◆ **Bloc de texte**
________________

Éric Marty resitue ainsi au cœur de la pensée des Modernes l’écriture comme lieu du non-rapport sexuel, soulignant que ce lieu n’est pas celui de la célébration du « fiasco du non-rapport10 » mais bien un lieu opératoire ; un lieu dont on pourrait dire qu’il met au travail le désaveu pervers dont on connaît la célèbre formule de Mannoni : « je sais bien mais quand même ». « Je sais bien mais quand même » – ça n’empêche pas tout, ça n’empêche pas d’écrire ; un « je sais bien mais quand même » toujours inédit qui promeut dans l’espace même de l’écriture une solution perverse dépouillée de ses accents pathologisants, puisque l’invention du sujet pervers serait le véritable sujet du Neutre11. Est là encore consommée la discordance d’avec l’approche et la préoccupation de Butler, qui se situe quant à elle sur un tout autre registre, qui part d’un tout autre postulat et qui sert un tout autre objectif : il y a empêchement à vivre, et urgence à y remédier. Il s’agit pour elle de rendre la vie vivable dans un lieu qui n’est pas celui de l’écriture, et pour lequel l’écriture ne fait pas lieu. Le Sexe des Modernes aura ainsi le mérite de rappeler que le genre n’est pas le premier mot « de ces choses-là », qu’il n’est peut-être pas le seul, ni d’ailleurs le dernier.

________________

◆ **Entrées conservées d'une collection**
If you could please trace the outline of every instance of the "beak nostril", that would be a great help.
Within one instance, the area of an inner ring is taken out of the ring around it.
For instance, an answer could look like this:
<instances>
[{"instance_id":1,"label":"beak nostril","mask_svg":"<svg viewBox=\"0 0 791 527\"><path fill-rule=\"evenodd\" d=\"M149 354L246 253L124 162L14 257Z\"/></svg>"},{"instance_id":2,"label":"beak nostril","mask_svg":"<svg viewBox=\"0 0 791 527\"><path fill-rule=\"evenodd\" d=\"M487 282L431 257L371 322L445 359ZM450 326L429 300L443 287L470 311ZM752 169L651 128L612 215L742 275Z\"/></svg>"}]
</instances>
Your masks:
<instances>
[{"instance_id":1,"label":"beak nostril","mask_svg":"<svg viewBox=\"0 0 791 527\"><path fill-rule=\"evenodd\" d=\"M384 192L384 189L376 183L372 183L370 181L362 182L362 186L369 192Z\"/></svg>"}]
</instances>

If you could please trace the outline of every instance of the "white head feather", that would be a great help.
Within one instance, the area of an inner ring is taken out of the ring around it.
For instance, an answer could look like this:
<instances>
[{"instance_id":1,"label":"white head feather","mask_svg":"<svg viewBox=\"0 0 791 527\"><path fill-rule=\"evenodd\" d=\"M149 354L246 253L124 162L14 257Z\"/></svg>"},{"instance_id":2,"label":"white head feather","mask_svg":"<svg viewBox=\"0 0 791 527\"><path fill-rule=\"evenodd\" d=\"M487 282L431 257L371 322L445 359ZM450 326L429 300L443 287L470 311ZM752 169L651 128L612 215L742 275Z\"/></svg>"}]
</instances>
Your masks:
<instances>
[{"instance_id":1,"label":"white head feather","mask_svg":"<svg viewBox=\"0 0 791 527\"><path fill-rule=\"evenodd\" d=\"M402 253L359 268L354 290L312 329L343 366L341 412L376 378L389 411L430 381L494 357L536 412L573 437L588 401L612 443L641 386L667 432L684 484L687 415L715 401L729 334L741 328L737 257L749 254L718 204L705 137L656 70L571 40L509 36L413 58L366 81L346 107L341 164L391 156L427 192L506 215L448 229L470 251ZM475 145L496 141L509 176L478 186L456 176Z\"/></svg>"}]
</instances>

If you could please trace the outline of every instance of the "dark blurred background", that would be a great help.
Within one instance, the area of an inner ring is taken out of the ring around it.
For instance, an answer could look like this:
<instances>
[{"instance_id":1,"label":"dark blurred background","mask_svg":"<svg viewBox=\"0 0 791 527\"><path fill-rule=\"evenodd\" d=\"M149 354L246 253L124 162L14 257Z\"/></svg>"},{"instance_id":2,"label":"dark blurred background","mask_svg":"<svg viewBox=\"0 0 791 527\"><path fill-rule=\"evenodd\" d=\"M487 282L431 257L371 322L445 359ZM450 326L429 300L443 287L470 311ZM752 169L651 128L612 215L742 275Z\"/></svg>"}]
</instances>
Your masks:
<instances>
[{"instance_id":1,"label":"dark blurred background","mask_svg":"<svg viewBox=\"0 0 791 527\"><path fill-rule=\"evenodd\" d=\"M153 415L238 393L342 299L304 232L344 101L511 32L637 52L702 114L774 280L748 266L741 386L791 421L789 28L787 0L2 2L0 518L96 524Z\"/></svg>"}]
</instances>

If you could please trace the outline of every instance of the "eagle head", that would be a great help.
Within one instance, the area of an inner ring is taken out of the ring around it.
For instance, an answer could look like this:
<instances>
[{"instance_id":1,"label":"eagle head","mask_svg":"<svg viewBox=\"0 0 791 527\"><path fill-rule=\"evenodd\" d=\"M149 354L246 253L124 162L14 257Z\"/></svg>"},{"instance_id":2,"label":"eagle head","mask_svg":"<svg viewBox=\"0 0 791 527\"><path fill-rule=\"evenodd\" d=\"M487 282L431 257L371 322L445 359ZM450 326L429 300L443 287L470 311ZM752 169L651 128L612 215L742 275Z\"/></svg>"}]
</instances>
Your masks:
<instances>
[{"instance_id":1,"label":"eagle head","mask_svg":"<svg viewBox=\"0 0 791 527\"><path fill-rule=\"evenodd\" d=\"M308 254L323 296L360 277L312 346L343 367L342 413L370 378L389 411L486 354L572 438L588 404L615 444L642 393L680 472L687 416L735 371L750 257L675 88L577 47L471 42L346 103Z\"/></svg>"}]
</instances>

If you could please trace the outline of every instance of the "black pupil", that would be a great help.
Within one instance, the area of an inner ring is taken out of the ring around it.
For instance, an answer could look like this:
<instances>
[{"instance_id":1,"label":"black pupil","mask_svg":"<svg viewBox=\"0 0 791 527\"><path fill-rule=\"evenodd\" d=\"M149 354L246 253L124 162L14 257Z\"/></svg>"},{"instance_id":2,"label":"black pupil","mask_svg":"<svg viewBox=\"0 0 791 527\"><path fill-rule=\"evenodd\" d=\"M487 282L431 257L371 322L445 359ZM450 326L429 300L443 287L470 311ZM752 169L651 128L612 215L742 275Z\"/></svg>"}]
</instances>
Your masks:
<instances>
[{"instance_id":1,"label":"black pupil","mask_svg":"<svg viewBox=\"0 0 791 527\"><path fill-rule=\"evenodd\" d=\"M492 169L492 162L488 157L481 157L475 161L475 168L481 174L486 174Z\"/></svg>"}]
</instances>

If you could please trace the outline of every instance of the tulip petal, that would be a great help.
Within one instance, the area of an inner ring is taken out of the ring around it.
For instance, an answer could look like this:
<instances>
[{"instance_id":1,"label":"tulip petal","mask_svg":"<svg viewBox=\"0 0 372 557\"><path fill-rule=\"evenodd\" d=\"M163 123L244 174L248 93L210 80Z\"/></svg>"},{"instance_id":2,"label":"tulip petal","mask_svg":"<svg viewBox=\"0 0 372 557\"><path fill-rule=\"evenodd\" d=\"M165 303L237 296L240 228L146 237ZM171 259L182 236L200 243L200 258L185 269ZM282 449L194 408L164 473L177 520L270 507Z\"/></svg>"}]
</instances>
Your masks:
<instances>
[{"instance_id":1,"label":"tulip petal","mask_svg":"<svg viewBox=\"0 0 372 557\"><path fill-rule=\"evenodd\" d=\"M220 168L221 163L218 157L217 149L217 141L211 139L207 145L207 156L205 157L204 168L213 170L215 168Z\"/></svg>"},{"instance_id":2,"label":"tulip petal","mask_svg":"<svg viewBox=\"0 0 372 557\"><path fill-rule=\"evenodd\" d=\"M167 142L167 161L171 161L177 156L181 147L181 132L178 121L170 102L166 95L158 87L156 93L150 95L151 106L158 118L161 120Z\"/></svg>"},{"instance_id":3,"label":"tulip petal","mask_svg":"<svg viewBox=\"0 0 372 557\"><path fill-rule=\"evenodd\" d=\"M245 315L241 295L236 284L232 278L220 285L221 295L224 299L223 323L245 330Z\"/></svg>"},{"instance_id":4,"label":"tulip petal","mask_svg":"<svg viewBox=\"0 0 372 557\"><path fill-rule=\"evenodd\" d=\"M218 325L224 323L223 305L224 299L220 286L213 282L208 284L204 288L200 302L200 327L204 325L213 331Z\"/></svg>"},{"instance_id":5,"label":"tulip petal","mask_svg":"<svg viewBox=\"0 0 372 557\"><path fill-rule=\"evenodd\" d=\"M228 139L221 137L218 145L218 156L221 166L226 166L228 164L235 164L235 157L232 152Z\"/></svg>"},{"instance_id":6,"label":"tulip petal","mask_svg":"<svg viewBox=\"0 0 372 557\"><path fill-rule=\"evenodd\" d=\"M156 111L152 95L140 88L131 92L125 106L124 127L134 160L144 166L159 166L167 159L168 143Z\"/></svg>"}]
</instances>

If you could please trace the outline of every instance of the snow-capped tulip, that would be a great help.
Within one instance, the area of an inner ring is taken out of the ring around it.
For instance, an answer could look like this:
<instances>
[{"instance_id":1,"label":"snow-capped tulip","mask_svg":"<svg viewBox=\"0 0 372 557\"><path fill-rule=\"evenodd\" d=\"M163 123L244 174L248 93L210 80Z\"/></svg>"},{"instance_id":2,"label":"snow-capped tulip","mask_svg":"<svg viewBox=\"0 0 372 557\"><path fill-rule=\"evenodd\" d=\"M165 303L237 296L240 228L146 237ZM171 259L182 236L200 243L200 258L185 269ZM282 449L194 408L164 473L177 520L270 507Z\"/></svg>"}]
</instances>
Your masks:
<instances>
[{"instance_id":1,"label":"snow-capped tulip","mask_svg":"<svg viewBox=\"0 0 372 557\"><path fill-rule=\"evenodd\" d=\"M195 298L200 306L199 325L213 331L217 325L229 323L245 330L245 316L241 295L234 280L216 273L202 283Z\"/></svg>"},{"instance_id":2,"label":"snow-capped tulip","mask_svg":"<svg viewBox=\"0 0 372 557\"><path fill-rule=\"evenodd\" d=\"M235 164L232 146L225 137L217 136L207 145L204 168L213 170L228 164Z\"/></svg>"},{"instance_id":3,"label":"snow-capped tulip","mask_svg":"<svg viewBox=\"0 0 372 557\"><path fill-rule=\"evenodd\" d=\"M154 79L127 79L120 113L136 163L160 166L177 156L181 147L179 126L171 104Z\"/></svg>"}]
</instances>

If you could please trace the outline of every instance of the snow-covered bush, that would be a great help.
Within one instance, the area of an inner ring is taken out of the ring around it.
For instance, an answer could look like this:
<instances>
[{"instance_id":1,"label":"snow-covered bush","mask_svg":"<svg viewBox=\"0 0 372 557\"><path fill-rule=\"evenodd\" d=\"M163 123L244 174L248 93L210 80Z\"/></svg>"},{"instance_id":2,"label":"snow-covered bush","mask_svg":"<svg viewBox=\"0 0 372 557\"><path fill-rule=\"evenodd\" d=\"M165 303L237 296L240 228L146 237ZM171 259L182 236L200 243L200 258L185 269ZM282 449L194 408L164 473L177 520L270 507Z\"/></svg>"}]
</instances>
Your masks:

________________

◆ **Problème à résoudre**
D'après l'extrait sur l'écriture et le non-rapport sexuel, pourquoi la solution perverse promue dans l'espace de l'écriture est-elle « dépouillée de ses accents pathologisants » ? Répondez en une à trois phrases. Ces entrées forment un matériau distinct de l'extrait.

◆ **Résultat**
La solution perverse est dépouillée de ses accents pathologisants parce que l'invention du sujet pervers serait le véritable sujet du Neutre.